Dataset excerpt

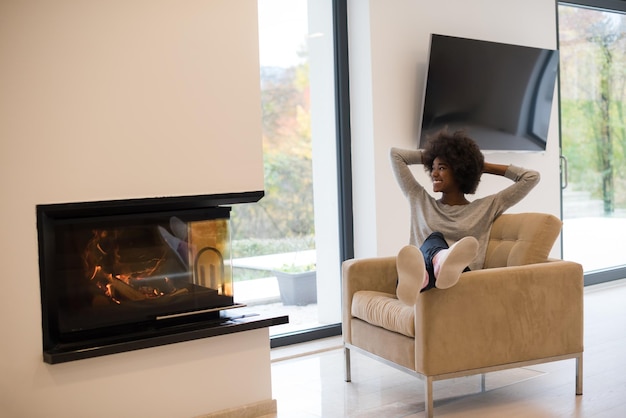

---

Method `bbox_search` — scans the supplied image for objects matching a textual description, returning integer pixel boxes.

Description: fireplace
[37,192,272,363]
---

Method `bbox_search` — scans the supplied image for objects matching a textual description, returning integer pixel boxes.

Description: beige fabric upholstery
[484,213,563,268]
[342,213,583,416]
[352,290,415,337]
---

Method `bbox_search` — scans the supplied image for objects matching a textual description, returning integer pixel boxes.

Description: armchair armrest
[341,257,398,342]
[415,260,583,375]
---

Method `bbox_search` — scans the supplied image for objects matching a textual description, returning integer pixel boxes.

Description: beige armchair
[342,213,583,417]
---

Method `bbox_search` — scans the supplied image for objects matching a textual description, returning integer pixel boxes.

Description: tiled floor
[272,280,626,418]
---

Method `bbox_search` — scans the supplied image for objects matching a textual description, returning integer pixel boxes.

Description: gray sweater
[390,148,539,270]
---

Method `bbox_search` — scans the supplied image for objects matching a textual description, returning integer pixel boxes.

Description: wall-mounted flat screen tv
[419,34,559,151]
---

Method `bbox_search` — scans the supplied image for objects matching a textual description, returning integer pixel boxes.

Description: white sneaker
[435,237,478,289]
[396,245,426,306]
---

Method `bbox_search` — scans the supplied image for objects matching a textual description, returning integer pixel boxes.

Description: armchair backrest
[483,213,563,268]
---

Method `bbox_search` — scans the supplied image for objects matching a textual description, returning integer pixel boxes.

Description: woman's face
[430,157,459,193]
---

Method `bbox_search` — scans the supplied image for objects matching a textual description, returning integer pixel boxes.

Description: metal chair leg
[576,354,583,395]
[424,376,434,418]
[343,347,352,382]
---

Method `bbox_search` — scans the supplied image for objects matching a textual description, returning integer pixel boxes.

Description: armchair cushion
[483,213,563,269]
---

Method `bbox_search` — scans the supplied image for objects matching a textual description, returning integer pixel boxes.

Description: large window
[232,0,345,346]
[558,1,626,284]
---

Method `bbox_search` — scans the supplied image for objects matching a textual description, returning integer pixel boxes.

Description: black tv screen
[419,34,559,151]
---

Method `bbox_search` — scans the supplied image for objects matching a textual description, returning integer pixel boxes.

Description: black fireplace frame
[36,191,288,364]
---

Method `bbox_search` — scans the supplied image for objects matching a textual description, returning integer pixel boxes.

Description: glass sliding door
[558,1,626,284]
[232,0,341,346]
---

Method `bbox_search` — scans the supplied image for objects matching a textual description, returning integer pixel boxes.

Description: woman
[390,130,539,304]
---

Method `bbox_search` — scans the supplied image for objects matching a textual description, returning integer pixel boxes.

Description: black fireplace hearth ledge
[37,190,265,218]
[43,310,289,364]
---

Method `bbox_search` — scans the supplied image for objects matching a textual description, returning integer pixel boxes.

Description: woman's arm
[389,147,422,195]
[483,161,509,176]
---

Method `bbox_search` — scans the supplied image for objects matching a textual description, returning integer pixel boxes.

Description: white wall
[348,0,560,257]
[0,0,271,417]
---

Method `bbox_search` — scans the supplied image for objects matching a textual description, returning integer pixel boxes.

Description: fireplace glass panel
[40,207,233,345]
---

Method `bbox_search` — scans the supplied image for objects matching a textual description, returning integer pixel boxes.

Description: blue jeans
[420,232,469,292]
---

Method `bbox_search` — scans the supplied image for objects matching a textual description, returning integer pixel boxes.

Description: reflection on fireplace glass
[49,211,233,334]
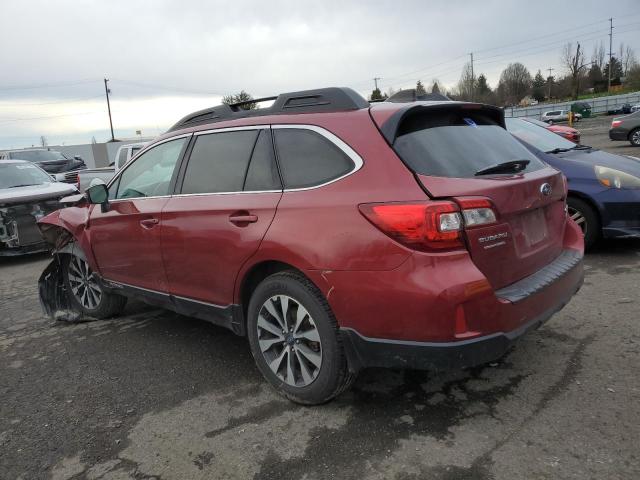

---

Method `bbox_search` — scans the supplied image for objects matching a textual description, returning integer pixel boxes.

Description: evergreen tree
[369,88,385,100]
[476,73,491,97]
[222,90,258,110]
[531,70,546,102]
[602,57,622,83]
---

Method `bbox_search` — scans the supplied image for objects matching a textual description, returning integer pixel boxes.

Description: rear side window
[244,130,282,192]
[274,128,355,188]
[182,130,260,193]
[393,110,544,178]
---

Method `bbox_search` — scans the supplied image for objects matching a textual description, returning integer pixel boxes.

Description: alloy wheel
[568,207,587,236]
[67,256,102,310]
[257,295,322,387]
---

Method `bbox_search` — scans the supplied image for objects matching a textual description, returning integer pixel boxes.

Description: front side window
[274,128,355,189]
[115,138,187,198]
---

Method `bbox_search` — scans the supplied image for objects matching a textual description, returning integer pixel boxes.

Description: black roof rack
[168,87,369,132]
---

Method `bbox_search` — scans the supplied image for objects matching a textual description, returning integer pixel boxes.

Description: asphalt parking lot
[0,117,640,480]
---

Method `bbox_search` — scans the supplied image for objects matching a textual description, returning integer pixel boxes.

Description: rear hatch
[372,102,566,289]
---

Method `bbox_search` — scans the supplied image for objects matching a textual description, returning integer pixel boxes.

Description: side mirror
[85,183,109,210]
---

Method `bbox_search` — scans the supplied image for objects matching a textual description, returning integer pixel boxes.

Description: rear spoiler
[372,101,505,145]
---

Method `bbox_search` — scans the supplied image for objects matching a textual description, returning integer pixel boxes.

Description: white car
[540,110,582,125]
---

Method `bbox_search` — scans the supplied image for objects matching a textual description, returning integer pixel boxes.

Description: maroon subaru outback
[40,88,583,404]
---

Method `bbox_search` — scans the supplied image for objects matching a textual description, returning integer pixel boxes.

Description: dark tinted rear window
[182,130,259,193]
[393,110,544,178]
[274,128,354,188]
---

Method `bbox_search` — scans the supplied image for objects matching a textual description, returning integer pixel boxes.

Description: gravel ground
[0,119,640,480]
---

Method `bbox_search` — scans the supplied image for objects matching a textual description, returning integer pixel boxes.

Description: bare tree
[591,41,606,71]
[618,43,637,76]
[561,42,589,100]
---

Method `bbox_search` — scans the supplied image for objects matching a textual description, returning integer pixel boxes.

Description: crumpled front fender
[38,243,88,322]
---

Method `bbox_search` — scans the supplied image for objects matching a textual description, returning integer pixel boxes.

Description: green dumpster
[571,102,591,118]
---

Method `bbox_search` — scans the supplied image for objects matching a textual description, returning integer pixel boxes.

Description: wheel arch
[236,259,322,332]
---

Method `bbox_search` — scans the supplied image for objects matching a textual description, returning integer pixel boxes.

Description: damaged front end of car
[0,199,60,257]
[38,200,94,322]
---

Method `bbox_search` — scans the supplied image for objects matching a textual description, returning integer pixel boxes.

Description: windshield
[393,111,544,178]
[505,118,576,152]
[9,150,68,162]
[0,163,52,189]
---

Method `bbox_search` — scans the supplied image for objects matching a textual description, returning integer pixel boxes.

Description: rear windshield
[393,110,544,178]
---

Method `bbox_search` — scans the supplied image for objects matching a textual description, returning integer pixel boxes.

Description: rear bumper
[340,251,584,371]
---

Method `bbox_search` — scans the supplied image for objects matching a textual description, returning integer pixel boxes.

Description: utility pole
[469,52,476,102]
[104,78,115,142]
[607,18,613,92]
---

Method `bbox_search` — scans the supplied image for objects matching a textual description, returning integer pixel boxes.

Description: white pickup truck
[76,142,149,192]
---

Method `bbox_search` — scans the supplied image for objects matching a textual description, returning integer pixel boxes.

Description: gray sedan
[609,111,640,147]
[0,160,78,256]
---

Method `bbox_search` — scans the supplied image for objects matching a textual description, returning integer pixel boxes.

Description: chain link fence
[504,92,640,119]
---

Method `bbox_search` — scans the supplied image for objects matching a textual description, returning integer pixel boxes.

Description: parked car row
[609,110,640,147]
[35,88,584,404]
[0,160,77,256]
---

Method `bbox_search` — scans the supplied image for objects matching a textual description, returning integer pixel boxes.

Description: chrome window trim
[193,125,270,137]
[271,123,364,193]
[107,123,364,203]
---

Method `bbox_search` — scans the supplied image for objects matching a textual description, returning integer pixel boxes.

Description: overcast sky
[0,0,640,148]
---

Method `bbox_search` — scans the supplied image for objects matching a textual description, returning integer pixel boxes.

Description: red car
[522,117,580,143]
[40,88,583,404]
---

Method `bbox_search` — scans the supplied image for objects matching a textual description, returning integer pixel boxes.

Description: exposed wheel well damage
[38,240,86,322]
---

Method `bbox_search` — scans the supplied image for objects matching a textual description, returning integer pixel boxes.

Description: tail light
[359,197,496,252]
[359,201,463,252]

Short task. Add -22 to every bounding box coordinate and write out all the lines again, covering the part that opens at the start of the dataset excerpt and closes with the line containing "[352,290,415,337]". Leave the pictures out of your reply.

Solution to the exercise.
---

Method `bbox_search` — scans the supplied image for objects matching a textual description, returning integer pixel boxes.

Description: fireplace
[15,170,250,341]
---

Method `bbox_search` — scans the supplied image for objects matching a textual description, returning integer pixel boxes.

Description: beige fabric upholstery
[462,191,541,246]
[320,191,561,394]
[330,268,393,315]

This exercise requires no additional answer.